Items from a dataset
★ ★ ★ ★ ★ ★ ★

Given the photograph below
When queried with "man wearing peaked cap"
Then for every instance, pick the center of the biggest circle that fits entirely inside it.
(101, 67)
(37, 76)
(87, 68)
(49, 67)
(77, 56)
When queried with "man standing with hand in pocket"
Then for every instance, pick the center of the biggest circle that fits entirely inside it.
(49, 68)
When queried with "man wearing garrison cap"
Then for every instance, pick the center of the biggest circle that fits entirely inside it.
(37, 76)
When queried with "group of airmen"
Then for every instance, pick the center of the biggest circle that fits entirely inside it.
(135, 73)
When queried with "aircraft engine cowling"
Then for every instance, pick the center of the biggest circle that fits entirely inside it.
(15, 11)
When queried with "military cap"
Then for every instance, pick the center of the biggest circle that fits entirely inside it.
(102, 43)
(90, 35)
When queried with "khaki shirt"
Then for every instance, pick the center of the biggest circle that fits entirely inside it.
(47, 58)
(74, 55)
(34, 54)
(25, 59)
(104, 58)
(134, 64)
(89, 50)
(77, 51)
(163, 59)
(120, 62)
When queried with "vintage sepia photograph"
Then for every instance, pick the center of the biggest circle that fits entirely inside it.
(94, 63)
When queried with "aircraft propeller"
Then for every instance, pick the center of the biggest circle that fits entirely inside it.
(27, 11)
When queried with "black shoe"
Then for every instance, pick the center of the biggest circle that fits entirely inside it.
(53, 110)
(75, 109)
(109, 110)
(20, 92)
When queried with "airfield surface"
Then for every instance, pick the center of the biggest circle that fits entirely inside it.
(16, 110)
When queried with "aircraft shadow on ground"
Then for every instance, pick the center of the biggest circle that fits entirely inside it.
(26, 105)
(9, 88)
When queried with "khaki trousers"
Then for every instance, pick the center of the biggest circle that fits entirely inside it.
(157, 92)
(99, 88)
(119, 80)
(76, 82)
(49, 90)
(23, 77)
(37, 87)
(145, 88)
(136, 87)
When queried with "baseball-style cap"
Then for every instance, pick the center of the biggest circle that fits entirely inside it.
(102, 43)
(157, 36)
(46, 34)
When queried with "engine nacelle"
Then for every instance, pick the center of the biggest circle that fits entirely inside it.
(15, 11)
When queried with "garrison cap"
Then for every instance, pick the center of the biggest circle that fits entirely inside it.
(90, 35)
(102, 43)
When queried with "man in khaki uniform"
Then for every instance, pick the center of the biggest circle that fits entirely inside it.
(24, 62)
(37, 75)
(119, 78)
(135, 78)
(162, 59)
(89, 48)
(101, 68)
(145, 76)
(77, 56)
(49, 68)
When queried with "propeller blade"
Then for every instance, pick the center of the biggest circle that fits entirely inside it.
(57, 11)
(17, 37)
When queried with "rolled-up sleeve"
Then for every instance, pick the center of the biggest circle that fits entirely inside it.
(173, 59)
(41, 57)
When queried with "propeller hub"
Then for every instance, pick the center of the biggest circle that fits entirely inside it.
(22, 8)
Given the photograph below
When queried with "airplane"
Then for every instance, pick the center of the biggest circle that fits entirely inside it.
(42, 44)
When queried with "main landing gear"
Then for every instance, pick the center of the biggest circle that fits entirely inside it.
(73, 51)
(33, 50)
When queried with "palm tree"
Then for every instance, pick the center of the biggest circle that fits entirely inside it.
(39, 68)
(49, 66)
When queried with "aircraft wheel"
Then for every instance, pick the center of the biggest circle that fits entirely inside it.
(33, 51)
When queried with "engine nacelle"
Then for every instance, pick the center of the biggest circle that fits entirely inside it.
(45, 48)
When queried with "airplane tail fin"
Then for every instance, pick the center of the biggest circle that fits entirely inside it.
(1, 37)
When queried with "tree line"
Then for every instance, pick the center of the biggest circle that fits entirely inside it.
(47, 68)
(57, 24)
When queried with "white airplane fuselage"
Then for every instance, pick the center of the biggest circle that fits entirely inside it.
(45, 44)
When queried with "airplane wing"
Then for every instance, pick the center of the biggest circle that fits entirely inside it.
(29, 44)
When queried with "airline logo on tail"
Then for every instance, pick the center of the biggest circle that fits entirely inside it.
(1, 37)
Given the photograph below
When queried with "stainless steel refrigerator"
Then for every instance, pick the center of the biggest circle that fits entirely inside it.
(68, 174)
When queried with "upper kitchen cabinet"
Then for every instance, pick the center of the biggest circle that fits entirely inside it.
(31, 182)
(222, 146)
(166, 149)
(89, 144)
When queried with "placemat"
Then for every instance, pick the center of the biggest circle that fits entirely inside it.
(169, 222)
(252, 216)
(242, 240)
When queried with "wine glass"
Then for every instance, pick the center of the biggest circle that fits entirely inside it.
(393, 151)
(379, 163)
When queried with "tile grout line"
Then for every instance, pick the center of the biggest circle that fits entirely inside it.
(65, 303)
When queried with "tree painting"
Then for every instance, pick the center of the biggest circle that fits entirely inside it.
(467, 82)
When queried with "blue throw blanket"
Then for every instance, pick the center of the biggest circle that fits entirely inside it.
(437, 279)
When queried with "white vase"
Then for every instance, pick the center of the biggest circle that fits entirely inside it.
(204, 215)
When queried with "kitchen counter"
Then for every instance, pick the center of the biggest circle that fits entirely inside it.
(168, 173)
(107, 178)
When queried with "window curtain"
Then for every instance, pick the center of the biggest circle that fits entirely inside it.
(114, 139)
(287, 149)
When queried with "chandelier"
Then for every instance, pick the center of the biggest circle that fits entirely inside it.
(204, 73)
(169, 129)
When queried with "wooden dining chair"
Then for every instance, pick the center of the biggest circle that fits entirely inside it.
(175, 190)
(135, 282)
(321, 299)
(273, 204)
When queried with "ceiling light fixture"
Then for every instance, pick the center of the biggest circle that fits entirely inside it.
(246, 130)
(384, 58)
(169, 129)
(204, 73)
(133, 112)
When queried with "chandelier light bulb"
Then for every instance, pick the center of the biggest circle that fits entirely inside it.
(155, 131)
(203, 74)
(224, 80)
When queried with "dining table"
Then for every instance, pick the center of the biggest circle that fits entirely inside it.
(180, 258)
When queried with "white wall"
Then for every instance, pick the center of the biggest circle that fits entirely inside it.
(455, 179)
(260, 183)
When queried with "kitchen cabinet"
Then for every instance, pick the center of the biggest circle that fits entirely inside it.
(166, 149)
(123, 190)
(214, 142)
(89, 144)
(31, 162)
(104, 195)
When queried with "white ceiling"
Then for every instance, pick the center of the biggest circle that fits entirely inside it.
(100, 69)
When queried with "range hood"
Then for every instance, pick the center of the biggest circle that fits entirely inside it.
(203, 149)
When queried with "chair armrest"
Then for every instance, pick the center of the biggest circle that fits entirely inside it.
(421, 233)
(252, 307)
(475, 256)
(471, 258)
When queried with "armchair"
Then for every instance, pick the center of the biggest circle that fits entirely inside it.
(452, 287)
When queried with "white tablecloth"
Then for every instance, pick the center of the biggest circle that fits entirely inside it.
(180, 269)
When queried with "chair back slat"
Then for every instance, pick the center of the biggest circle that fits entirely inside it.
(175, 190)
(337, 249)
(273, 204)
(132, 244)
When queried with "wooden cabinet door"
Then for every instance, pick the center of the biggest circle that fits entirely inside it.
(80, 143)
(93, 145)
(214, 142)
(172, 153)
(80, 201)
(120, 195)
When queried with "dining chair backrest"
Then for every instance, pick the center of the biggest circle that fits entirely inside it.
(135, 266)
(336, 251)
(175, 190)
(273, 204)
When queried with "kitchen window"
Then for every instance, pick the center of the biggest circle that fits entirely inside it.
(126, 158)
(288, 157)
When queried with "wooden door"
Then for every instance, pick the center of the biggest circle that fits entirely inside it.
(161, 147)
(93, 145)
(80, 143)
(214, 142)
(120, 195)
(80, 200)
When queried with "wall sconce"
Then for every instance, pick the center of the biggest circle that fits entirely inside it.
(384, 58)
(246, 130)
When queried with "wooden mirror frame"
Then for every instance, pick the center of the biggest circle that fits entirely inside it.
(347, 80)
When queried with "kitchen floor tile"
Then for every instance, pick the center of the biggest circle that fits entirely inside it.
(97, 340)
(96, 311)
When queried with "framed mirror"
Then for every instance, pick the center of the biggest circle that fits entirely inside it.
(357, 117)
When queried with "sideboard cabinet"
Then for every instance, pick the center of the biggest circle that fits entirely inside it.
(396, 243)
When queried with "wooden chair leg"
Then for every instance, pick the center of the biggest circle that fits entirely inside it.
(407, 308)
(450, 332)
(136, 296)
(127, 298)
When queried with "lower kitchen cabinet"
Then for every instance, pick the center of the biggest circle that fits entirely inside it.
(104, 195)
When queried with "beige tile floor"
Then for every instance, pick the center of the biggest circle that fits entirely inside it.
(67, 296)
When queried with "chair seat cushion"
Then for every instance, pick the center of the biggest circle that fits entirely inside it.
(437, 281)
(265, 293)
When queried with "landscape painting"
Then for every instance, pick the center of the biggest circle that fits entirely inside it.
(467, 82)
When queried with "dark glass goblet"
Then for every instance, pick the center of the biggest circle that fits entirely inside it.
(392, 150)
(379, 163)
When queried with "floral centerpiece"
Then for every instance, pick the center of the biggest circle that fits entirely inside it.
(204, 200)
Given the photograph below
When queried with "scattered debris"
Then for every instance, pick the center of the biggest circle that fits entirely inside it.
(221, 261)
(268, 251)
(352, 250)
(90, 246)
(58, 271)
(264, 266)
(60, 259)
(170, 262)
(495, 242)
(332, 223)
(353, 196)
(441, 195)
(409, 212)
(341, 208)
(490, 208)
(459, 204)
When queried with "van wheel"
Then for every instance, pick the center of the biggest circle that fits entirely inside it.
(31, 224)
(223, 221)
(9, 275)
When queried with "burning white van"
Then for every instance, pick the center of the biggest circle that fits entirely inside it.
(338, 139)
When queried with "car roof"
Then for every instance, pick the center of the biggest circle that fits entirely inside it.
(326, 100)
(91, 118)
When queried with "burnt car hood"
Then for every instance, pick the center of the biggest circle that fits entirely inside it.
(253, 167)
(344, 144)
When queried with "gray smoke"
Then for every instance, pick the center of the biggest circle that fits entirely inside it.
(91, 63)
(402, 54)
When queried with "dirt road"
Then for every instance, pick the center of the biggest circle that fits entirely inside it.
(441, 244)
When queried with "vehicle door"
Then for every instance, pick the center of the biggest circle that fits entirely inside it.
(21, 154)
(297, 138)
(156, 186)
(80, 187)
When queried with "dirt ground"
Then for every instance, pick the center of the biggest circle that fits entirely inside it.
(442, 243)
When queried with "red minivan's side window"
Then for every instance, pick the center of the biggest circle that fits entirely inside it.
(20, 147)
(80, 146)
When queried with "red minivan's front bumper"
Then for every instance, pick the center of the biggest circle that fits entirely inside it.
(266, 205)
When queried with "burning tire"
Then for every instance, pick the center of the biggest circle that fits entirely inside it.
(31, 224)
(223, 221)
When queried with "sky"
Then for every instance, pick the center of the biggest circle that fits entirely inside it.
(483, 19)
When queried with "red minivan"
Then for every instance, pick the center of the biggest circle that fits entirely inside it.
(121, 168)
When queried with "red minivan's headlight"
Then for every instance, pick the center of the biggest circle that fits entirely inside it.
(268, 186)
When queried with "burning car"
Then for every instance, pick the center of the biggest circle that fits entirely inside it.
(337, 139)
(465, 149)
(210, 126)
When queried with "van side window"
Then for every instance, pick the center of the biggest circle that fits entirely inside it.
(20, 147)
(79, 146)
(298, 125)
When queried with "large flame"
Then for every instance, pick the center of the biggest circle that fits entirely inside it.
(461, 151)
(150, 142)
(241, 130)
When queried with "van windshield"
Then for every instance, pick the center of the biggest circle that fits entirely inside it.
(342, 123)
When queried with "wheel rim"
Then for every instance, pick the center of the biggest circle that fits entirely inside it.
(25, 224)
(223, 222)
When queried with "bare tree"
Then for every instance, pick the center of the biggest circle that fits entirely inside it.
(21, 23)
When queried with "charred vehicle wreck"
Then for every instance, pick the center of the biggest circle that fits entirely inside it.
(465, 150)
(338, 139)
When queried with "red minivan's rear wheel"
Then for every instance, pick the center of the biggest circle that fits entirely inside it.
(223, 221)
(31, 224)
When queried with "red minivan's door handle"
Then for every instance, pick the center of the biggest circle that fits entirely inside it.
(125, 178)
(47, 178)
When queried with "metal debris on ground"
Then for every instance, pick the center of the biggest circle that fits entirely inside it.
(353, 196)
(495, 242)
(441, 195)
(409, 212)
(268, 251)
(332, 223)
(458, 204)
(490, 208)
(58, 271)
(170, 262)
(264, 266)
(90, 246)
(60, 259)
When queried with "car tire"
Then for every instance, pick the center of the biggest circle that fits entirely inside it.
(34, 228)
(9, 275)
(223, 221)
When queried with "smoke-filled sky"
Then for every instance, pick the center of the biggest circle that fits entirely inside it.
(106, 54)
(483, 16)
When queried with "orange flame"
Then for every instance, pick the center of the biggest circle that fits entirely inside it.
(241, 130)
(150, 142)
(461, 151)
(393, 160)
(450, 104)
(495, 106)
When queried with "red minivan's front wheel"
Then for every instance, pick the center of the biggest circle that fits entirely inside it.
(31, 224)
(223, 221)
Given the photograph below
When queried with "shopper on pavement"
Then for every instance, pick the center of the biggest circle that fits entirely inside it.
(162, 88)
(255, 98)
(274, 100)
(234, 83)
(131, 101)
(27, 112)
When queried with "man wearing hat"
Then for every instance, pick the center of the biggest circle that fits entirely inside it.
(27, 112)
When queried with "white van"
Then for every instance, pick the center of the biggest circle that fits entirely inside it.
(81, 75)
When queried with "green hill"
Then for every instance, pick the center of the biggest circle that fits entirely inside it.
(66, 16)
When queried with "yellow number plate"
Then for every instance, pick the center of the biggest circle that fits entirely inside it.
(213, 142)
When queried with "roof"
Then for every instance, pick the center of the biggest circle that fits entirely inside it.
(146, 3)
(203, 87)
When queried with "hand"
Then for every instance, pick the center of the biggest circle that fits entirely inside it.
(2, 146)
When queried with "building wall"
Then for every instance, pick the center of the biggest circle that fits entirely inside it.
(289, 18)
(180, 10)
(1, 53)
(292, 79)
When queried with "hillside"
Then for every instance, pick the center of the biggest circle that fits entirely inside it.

★ ★ ★ ★ ★ ★ ★

### THE PROBLEM
In the entries above, find the lines containing the word "tail" and say how many there are, with no other words.

### SOLUTION FOR THIS PROBLEM
2